___ Recorded data ___

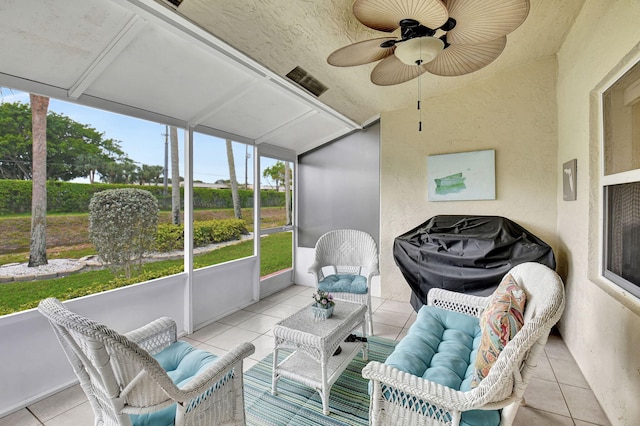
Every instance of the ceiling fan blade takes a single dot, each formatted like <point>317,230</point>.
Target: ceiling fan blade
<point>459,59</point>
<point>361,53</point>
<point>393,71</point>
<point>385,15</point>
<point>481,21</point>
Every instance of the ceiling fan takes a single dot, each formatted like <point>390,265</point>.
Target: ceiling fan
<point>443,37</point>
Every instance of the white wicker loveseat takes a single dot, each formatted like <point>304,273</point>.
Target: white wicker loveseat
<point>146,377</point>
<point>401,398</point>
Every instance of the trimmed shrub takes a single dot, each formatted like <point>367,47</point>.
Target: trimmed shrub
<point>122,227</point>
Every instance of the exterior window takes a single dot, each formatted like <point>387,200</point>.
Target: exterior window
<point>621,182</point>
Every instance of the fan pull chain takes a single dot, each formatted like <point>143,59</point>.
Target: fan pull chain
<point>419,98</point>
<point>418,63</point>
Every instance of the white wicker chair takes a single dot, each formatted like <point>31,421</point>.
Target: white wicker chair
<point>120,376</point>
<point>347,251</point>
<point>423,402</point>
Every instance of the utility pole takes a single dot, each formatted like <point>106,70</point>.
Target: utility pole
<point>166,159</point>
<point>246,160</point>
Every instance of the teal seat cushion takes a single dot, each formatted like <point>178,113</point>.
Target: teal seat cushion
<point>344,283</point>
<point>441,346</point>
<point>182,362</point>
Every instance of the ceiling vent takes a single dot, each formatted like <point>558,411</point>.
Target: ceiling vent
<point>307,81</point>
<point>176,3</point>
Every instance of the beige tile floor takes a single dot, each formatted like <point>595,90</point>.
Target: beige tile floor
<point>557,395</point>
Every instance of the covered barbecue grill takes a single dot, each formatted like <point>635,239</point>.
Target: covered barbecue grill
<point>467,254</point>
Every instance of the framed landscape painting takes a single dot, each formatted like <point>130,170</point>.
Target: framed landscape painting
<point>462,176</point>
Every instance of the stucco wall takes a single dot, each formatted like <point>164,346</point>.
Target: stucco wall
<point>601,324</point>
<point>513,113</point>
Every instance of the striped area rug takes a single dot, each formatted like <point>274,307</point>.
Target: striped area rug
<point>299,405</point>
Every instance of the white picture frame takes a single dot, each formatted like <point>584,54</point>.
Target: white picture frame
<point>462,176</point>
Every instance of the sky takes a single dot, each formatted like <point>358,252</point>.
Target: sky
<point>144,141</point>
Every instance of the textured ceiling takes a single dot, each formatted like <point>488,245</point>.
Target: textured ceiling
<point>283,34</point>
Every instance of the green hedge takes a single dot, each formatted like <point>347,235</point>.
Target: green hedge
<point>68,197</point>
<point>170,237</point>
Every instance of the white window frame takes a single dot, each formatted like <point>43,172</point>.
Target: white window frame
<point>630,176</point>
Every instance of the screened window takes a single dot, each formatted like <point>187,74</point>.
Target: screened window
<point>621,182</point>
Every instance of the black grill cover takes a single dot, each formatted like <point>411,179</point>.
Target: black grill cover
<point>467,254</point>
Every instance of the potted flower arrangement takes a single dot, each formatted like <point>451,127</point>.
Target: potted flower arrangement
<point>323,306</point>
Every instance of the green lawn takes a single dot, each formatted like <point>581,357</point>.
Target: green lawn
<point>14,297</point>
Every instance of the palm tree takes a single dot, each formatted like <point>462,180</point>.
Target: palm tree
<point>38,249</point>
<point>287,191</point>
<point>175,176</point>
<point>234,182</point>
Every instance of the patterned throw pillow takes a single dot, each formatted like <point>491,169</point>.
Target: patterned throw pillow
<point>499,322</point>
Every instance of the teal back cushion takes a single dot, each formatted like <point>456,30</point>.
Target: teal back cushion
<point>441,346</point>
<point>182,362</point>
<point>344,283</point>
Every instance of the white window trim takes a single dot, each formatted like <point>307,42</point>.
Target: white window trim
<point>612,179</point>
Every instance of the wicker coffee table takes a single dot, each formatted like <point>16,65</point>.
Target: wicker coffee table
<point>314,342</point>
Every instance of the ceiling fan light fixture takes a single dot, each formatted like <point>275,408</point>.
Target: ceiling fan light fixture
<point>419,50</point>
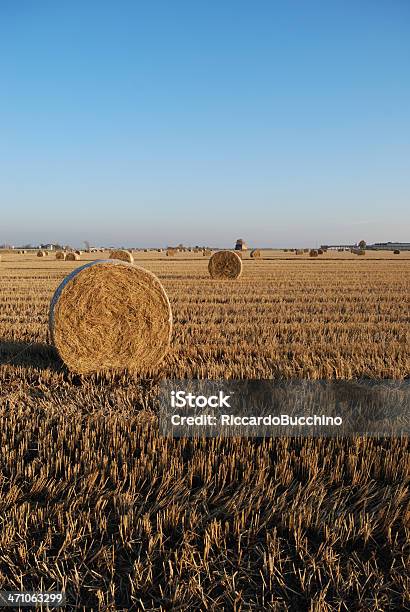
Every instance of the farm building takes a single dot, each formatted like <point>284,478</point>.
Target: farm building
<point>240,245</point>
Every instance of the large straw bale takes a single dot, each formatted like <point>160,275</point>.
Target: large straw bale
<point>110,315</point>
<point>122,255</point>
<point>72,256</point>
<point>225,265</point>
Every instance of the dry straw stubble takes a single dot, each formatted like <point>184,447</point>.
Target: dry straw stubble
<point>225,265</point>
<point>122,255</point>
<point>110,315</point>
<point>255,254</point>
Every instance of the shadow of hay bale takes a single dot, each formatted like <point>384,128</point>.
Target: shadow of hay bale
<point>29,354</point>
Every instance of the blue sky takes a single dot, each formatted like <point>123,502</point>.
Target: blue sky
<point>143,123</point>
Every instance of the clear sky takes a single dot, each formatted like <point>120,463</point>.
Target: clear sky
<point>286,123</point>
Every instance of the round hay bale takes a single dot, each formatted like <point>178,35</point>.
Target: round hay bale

___

### Requirement
Please copy out the entries from their beginning through the line with "<point>481,21</point>", swapping "ceiling fan blade" for "fan blade" and leaving everything else as it is. Omit the pictures from your answer.

### Task response
Every instance of the fan blade takes a single dot, each formatted like <point>317,230</point>.
Target: fan blade
<point>459,59</point>
<point>361,53</point>
<point>393,71</point>
<point>385,15</point>
<point>481,21</point>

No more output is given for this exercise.